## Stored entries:
----

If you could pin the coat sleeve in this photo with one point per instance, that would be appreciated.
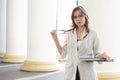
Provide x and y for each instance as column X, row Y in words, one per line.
column 64, row 48
column 97, row 46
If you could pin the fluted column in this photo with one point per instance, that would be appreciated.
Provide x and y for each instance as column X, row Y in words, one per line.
column 41, row 50
column 2, row 27
column 104, row 18
column 16, row 48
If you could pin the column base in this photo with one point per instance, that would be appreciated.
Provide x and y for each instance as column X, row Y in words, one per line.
column 35, row 66
column 109, row 76
column 2, row 54
column 13, row 59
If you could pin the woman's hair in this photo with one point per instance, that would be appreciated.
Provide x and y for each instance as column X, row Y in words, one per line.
column 83, row 12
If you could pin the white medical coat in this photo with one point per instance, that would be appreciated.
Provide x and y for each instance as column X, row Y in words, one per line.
column 73, row 49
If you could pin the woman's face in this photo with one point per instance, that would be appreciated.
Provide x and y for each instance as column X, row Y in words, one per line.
column 79, row 19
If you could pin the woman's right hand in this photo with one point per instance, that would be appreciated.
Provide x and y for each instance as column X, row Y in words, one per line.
column 54, row 35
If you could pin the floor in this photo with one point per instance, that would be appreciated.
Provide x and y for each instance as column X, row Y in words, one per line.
column 12, row 72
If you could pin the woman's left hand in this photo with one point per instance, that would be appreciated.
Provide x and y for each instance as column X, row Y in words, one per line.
column 107, row 58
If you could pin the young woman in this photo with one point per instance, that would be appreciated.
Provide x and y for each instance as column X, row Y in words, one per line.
column 81, row 42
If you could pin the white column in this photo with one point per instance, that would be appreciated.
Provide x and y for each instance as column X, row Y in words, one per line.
column 2, row 27
column 16, row 48
column 41, row 49
column 104, row 18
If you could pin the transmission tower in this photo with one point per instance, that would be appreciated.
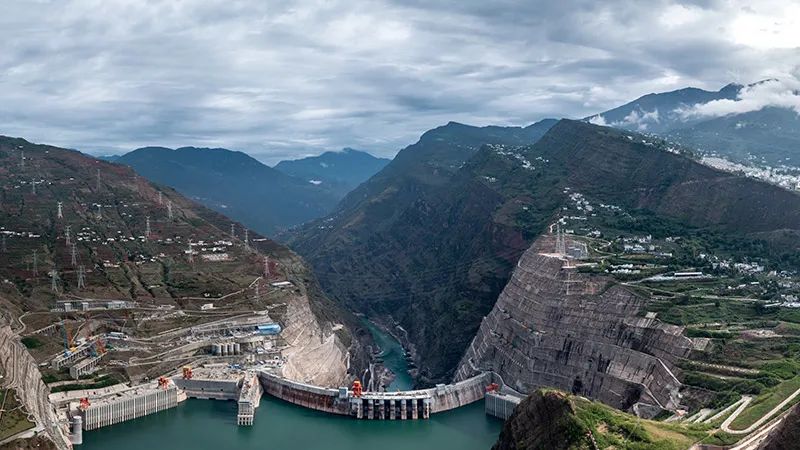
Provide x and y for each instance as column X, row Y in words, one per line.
column 561, row 244
column 54, row 280
column 81, row 277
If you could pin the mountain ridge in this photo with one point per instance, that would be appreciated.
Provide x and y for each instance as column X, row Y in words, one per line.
column 234, row 183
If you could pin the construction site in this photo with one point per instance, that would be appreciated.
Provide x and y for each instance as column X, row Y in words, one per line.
column 113, row 285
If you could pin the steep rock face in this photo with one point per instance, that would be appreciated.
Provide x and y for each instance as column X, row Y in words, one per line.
column 107, row 207
column 555, row 327
column 545, row 420
column 432, row 239
column 234, row 184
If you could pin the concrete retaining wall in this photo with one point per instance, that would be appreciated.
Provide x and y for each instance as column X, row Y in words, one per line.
column 378, row 405
column 313, row 397
column 500, row 405
column 23, row 375
column 127, row 407
column 209, row 389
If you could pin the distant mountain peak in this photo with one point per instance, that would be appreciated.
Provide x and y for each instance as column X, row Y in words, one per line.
column 340, row 170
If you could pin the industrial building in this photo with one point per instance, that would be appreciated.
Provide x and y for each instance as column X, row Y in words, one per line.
column 130, row 404
column 84, row 366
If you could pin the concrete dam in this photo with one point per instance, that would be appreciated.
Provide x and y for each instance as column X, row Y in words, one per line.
column 553, row 326
column 402, row 405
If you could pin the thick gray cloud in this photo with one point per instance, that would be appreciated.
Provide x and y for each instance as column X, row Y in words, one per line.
column 284, row 79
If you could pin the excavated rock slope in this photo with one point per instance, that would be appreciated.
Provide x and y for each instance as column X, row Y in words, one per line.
column 553, row 326
column 786, row 435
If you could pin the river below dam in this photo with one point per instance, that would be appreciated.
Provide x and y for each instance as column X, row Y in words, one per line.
column 211, row 425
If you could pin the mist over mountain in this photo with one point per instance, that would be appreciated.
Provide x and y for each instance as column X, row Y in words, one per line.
column 340, row 172
column 234, row 184
column 758, row 122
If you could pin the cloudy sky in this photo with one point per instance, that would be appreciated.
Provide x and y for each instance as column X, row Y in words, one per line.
column 282, row 79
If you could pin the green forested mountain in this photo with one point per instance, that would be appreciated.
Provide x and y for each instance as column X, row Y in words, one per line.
column 431, row 240
column 339, row 172
column 234, row 184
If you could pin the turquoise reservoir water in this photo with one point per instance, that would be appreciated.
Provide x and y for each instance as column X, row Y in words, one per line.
column 211, row 425
column 393, row 357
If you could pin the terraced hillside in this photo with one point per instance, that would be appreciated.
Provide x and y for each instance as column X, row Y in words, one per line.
column 91, row 253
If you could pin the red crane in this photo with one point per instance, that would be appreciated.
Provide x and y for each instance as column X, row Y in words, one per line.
column 357, row 388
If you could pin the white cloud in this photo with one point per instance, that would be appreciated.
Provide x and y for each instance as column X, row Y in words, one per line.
column 780, row 93
column 279, row 78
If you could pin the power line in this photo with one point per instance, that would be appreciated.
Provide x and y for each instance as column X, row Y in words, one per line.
column 54, row 280
column 81, row 277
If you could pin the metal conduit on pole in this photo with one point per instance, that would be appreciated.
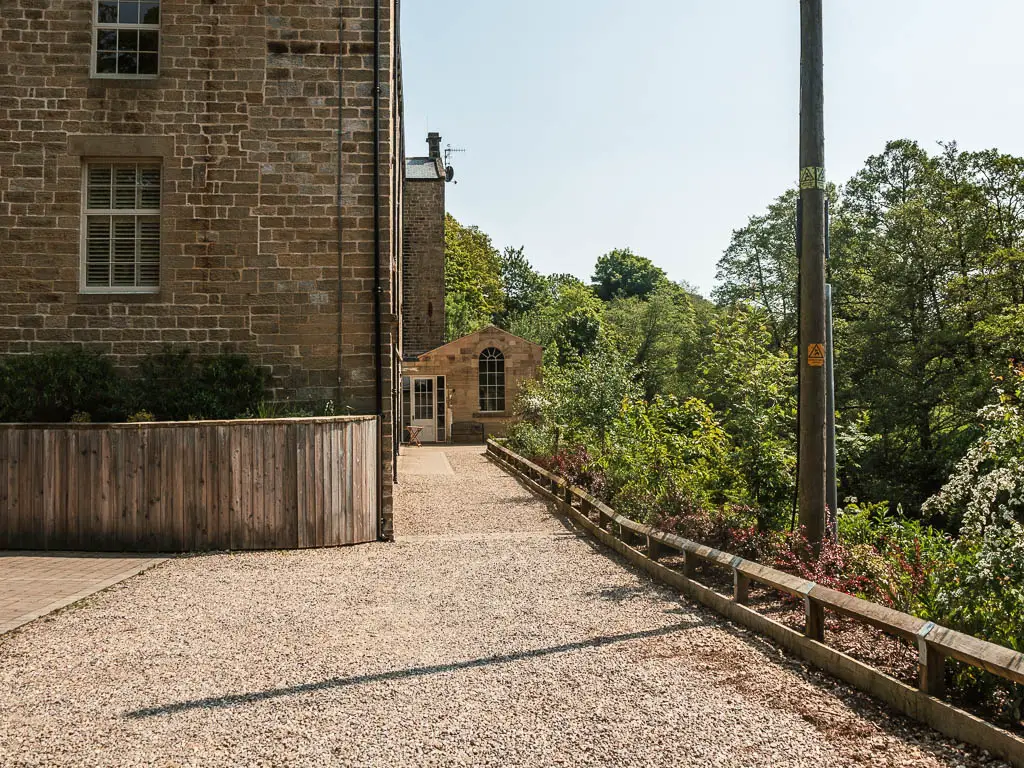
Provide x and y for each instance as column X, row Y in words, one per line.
column 813, row 388
column 832, row 481
column 378, row 330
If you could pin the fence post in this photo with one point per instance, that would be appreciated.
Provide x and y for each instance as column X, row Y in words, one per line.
column 689, row 564
column 931, row 665
column 740, row 584
column 655, row 550
column 814, row 614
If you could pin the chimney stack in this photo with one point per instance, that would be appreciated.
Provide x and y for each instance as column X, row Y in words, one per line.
column 434, row 141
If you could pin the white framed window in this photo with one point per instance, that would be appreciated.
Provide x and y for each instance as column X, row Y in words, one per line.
column 492, row 380
column 121, row 227
column 126, row 39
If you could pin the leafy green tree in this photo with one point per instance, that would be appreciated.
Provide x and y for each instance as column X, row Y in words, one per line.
column 472, row 279
column 753, row 389
column 664, row 452
column 621, row 273
column 651, row 332
column 577, row 334
column 759, row 268
column 525, row 289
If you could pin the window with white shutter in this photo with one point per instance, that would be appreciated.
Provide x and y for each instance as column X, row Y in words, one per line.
column 121, row 249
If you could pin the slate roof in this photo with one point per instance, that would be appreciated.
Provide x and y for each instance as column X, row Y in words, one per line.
column 423, row 169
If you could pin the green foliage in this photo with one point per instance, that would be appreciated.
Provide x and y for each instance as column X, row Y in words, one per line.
column 472, row 279
column 54, row 385
column 577, row 335
column 525, row 289
column 176, row 385
column 621, row 273
column 753, row 388
column 653, row 333
column 582, row 398
column 69, row 384
column 662, row 451
column 983, row 592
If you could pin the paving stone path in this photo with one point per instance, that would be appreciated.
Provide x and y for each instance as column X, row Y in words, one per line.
column 34, row 585
column 488, row 635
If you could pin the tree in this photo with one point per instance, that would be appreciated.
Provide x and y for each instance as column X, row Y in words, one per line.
column 759, row 268
column 525, row 289
column 622, row 273
column 752, row 387
column 472, row 279
column 651, row 333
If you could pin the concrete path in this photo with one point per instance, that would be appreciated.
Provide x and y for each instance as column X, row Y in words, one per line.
column 424, row 460
column 489, row 634
column 34, row 585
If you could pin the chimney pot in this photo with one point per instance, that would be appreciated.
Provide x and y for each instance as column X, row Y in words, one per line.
column 434, row 142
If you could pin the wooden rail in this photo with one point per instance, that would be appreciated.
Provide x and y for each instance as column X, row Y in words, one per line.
column 188, row 486
column 934, row 643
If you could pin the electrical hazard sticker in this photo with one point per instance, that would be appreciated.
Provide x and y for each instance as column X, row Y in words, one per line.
column 816, row 355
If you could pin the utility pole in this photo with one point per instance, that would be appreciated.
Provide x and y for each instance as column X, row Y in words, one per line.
column 811, row 493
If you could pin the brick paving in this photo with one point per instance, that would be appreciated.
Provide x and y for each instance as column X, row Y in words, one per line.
column 34, row 585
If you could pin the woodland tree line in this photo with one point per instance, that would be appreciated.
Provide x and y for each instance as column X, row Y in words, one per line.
column 681, row 410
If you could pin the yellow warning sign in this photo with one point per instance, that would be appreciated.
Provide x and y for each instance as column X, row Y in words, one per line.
column 816, row 355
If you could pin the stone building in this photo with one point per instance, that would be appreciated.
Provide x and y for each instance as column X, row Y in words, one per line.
column 225, row 175
column 465, row 390
column 423, row 252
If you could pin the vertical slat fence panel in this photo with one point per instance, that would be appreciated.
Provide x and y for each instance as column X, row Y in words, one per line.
column 188, row 486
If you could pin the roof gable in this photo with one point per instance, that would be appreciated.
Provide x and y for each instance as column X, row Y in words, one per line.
column 491, row 332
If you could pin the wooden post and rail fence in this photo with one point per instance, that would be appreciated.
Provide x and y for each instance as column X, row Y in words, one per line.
column 934, row 644
column 185, row 486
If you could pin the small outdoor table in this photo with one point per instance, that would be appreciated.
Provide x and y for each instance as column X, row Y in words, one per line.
column 414, row 434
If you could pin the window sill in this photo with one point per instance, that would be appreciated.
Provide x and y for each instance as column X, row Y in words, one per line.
column 141, row 82
column 98, row 296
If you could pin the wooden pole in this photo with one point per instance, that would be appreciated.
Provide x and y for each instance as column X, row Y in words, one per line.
column 832, row 481
column 812, row 274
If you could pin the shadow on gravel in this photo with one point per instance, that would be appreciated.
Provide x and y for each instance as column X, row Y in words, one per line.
column 215, row 702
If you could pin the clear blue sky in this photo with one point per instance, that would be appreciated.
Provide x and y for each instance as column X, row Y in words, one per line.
column 663, row 125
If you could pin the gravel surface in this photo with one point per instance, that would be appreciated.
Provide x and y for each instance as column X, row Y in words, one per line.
column 488, row 635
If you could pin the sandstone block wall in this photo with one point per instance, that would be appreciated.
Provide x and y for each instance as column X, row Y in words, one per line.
column 423, row 266
column 459, row 361
column 244, row 121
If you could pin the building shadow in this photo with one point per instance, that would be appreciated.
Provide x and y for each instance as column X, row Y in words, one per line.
column 237, row 699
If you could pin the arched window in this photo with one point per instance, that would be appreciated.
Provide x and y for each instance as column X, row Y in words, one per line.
column 492, row 380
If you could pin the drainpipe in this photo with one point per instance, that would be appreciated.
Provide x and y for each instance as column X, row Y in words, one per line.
column 341, row 207
column 378, row 353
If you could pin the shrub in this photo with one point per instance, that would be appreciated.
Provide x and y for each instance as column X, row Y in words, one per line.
column 54, row 385
column 665, row 452
column 175, row 385
column 70, row 384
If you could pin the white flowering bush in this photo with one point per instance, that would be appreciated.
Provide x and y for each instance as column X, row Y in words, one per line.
column 982, row 591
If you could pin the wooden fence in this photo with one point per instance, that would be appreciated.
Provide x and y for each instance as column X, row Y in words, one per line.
column 644, row 546
column 188, row 486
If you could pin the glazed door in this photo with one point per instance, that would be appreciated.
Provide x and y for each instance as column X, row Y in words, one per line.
column 425, row 409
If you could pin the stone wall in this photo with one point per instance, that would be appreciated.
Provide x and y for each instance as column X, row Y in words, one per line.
column 243, row 120
column 459, row 361
column 423, row 266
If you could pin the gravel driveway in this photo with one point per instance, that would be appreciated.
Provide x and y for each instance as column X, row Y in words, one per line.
column 489, row 634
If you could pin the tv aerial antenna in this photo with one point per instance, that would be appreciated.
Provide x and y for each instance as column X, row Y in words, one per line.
column 449, row 170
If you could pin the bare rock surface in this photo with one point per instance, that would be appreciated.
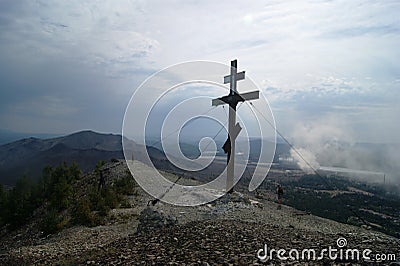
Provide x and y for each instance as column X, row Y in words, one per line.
column 228, row 231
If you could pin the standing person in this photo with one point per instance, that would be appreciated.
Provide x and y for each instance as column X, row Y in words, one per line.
column 279, row 192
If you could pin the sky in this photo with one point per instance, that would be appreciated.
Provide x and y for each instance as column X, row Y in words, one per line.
column 327, row 68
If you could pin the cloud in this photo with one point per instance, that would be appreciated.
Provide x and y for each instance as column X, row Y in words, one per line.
column 313, row 59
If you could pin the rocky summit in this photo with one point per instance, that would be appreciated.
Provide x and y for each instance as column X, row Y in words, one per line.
column 241, row 228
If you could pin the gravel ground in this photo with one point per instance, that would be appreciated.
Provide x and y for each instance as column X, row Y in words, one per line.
column 229, row 231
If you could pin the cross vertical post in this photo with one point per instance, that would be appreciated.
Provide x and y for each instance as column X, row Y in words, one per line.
column 233, row 98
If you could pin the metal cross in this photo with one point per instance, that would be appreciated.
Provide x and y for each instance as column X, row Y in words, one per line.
column 233, row 98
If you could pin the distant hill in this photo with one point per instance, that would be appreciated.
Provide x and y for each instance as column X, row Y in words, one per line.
column 29, row 156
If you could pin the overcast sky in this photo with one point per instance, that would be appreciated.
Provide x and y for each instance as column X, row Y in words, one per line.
column 330, row 65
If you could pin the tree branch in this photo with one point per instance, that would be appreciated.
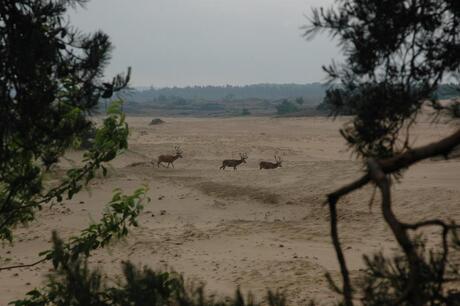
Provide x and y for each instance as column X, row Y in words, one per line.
column 399, row 231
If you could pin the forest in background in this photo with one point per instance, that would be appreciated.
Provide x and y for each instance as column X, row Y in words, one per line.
column 228, row 100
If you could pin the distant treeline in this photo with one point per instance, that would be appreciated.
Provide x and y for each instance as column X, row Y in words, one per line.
column 314, row 92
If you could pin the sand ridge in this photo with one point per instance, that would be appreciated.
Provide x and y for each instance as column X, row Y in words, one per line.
column 252, row 228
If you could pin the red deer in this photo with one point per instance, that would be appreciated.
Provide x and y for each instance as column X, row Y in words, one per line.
column 234, row 162
column 270, row 165
column 169, row 159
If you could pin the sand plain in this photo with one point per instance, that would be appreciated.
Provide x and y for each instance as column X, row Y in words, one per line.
column 252, row 228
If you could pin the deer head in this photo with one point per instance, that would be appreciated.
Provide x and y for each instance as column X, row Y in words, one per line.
column 243, row 157
column 178, row 151
column 278, row 160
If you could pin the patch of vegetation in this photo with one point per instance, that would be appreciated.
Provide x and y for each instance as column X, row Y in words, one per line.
column 245, row 112
column 287, row 107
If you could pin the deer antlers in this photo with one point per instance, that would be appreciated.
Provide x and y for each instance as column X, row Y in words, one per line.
column 178, row 150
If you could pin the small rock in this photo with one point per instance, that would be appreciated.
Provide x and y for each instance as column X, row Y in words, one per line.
column 156, row 121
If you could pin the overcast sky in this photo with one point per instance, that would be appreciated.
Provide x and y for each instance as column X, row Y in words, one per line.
column 210, row 42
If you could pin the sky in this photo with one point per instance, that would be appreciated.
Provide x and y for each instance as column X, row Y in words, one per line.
column 210, row 42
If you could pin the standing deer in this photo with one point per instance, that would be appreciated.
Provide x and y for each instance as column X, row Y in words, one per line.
column 169, row 159
column 270, row 165
column 234, row 162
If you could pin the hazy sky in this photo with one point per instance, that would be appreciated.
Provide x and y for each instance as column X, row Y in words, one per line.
column 210, row 42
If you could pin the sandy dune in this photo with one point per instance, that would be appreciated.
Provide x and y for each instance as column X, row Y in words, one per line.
column 252, row 228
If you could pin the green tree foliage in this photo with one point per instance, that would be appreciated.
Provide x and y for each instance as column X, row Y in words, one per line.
column 397, row 53
column 50, row 82
column 73, row 283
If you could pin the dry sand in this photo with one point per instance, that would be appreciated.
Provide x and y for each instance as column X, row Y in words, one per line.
column 251, row 228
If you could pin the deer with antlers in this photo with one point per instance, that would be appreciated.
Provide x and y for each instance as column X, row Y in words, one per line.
column 270, row 165
column 234, row 162
column 169, row 159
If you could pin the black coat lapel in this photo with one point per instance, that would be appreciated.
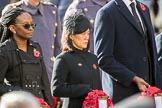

----

Please extract exactly the lines of the data, from the first through the line containing "If you could pin the white medical", and add no pictures to the copy.

## Answer to this task:
If you could pin the coat sleeve in this photo with one point per instance, that would be appreciated.
Provide x and y for each instance as column X, row Y in words, one per line.
column 64, row 48
column 97, row 46
If you could pin the fluted column in this photo with one point per instance, that would be appreciated.
Provide x and y for each instance as column X, row Y in words, one per line.
column 41, row 50
column 2, row 27
column 104, row 18
column 16, row 48
If you could pin the column base in this photo with one point per instance, that would be appreciated.
Provide x and y for each instance as column X, row Y in words, one per line.
column 35, row 66
column 109, row 76
column 2, row 54
column 13, row 59
If you could pin the woman's hair in this photo with one point per instance, that would be appreciated.
Provide x and y for each instance as column X, row Y in words, one per line.
column 83, row 12
If you could pin the white medical coat in this photo with one point per instance, that would be appreciated.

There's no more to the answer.